▶ TAREFA A
Transforme em tabela Markdown o trecho da listagem que vai da linha que contém "Return the mask of every instance of the tiled" até a linha que contém "Outlines of the tiled", ambas incluídas. Use as colunas Nº e Linha e deixe de fora as linhas em branco.

▶ TEXTO CITADO

----

4º - Sobre os prazos máximos de prisão preventiva , dispõem os nº 1 al. b) e nº 3 do Artigo 215º do CPP, que havendo lugar a instrução, tenham decorrido catorze meses sem ter havido decisão instrutória quando o procedimento for por um dos crimes referidos no nº 2 do mesmo Artigo 215º do CPP, e se revelar de especial complexidade.

5º - Foi decretada a especial complexidade do processo.

6º - O arguido foi acusado em co-autoria material e concurso efectivo da prática dos seguintes crimes:

- um crime de Associação Criminosa, p.p. pelo artigo 299.º, n.º 2

- 31 (trinta e um) crimes de tráfico de seres humanos, p.p. pelo artigo 160.º, n.º1, als. a), b), c) e d) e n.º 4, al. d) (vítimas timorenses);

- 6 (seis) crimes de tráfico de seres humanos, p.p. pelo artigo 160.º, n.º1, als. a), b), c) e d) e n.º4, al. d) (vítimasucranianas);

- 7 (sete) crimes de tráfico de seres humanos, p.p. pelo artigo 160.º, n.º1, als. a), b), c) e d) e n.º 4, al. d) (vítimas argelinas e marroquinas);

- 7 (sete) crimes de tráfico de seres humanos, p.p. pelo artigo 160.º, n.º1, als. a), b), c) e d) e n.º 4 , al. d) (vítimas moldavas);

- 2 (dois) crimes de tráfico de seres humanos, p.p. pelo artigo 160.º, n.º1, als. a), b), c) e d) e n.º 4, al. d) (vítimas moldavas);

- 2 (dois) crimes de tráfico de seres humanos, p.p. pelo artigo 160.º, n.º1, als. a), b), c) e d) e n.º 4, al. d) (vítimas moldavas);

- 1 (um) crime de branqueamento de capitais,p.p. pelo artigo 368.º-A, n.º1, al.d) e h), 3, 4 Todos do Código Penal.

Acontece que :

7ª – O arguido requereu a abertura da instrução.

8º - No passado dia 18.03.2024 foi remetido por E-Mail ao defensor do requerente o despacho de abertura da instrução, no qual foi designado o dia 22.03.2024 para a realização do debate instrutório.

9º - O requerente foi notificado desse despacho em lingua romena apenas no dia 21.03.2027.

9º - No que concerne ao defensor, tal notificação deve considerar-se igualmente efectuada no dia 21.03.2024.

10º - Do que se conclui, assim que a notificação não foi feita com a antecedência mínima de 5 dias em relação à data designada, com flagrante violacao do disposto no artigo 297.º nº 3, do CPP e, bem assim, do disposto no artigo 32.o, n.o 1, da Constituicao da Republica Portuguesa, na medida em que a aquela antecedência minima, legalmente imposta, visa dar ao arguido um periodo minimamente razoavel para preparar o debate instrutório, o que lhe foi vedado.

----

▶ TAREFA B
Dê continuidade ao texto sobre a prisão preventiva do arguido, começando logo após a última frase.

----

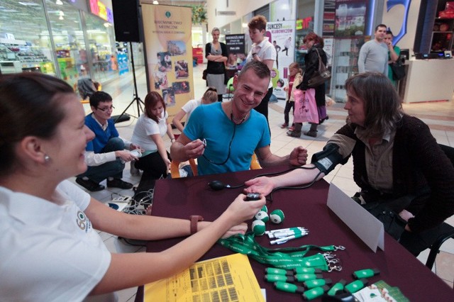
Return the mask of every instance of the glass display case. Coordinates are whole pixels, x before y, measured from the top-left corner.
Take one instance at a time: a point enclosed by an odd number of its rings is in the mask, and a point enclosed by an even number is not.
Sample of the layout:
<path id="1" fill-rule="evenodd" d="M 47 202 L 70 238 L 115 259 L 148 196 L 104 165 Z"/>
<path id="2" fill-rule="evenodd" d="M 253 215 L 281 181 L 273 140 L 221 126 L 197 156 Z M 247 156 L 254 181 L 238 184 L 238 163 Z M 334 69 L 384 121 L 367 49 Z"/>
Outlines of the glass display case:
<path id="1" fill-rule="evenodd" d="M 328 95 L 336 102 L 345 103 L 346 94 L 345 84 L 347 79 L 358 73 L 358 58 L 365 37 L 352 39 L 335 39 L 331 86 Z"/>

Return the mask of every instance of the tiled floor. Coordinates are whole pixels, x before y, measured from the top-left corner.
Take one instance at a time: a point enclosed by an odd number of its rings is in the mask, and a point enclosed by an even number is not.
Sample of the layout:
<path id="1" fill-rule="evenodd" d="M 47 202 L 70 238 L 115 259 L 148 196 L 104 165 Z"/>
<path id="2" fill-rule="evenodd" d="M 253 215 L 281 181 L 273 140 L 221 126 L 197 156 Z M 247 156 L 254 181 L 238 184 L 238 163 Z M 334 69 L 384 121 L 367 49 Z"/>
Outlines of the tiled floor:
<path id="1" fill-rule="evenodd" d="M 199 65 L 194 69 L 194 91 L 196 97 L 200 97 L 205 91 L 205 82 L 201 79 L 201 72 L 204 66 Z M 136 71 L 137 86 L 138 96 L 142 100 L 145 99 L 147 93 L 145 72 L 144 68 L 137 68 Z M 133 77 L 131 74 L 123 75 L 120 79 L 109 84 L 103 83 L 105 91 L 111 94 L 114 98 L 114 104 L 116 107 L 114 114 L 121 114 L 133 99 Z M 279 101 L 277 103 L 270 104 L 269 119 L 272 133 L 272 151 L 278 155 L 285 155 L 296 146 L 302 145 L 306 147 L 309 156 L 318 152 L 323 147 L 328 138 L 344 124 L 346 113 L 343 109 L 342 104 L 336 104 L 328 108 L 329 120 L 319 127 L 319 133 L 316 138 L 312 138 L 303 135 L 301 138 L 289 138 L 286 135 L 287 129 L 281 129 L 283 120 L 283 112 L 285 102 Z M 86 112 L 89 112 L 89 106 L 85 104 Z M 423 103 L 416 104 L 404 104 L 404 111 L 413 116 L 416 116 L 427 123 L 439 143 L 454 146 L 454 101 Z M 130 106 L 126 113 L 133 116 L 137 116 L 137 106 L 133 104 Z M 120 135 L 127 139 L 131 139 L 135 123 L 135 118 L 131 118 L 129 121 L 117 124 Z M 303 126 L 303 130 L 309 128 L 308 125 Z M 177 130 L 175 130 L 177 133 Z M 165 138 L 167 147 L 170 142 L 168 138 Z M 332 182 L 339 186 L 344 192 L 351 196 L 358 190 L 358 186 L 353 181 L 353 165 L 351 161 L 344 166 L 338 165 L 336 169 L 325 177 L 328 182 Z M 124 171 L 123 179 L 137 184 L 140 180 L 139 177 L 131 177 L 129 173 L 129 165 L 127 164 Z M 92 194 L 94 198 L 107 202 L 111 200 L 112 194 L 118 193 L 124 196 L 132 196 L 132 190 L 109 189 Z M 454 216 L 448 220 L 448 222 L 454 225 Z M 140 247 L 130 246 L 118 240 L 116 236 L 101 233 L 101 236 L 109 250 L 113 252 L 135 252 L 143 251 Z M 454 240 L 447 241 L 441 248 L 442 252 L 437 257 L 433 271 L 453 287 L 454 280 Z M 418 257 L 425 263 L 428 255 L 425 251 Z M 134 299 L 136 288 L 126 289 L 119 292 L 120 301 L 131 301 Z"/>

----

▶ RESPOSTA A
| Nº | Linha |
|---|---|
| 1 | Return the mask of every instance of the tiled floor. Coordinates are whole pixels, x before y, measured from the top-left corner. |
| 2 | Take one instance at a time: a point enclosed by an odd number of its rings is in the mask, and a point enclosed by an even number is not. |
| 3 | Sample of the layout: |
| 4 | <path id="1" fill-rule="evenodd" d="M 47 202 L 70 238 L 115 259 L 148 196 L 104 165 Z"/> |
| 5 | <path id="2" fill-rule="evenodd" d="M 253 215 L 281 181 L 273 140 L 221 126 L 197 156 Z M 247 156 L 254 181 L 238 184 L 238 163 Z M 334 69 L 384 121 L 367 49 Z"/> |
| 6 | Outlines of the tiled floor: |

▶ RESPOSTA B
11º - O incumprimento do disposto no artigo 297º nº 3 do CPP causou graves prejuízos aos interesses de defesa do arguido, e traduz uma violação aos direitos e garantias fundamentais do arguido.

12º - Efetivamente, o mesmo despacho que designou data para o debate instrutório indeferiu todas as diligências instrutórias requeridas pelos arguidos nos respetivos requerimentos de abertura de instrução, nomeadamente, e no que concerne ao aqui requerente,a inquirição de três testemunhas por si já indicadas em sede de inquérito, e que o Ministério Público não ouviu.

13º - A confrontação com esse indeferimento exigia que a defesa do requerente redifinisse a sua estratégia para o debate instrutório, nomeadamente a sua opção de ter requerido a prestação de declarações pelo arguido nessa sede.

14º - Acontece que sendo o requerente romeno, e dominando precáriamente a lingua portuguesa, tal imporia ao defensor providenciar um tradutor que o acompanhasse ao EP ... para poder preparar de forma rigorosa o debate instrutório com o seu constituinte.

15º - O incumprimento do prazo de 5 dias por parte do tribunal impediu tal esforço, condicionando de forma significativa a defesa do requerente.

16º - Quadro que foi agravado pelo facto dos co-arguidos terem prestado declarações complementares em sede de instrução, declarações essas que o defensor do arguido não teve possibilidade de analisar de forma a preparar convenientemente o debate instrutório.

17º - O requerente, em sede de instrução, através do seu defensor, arguiu a irregularidade do despacho em causa, tendo requerido a prolação de novo despacho que designasse data não anterior a 27.04.2024 para a realização de debate instrutório, o que foi indeferido.

18º - Igualmente condicionante desse esforço, foi a inesperada transferência do processo do Juízo Central de Instrução Criminal de Lisboa para o Tribunal de Competência Genérica de ..., cuja competência foi objeto de decisão no mesmo despacho que designou a data para a realização do debate instrutório.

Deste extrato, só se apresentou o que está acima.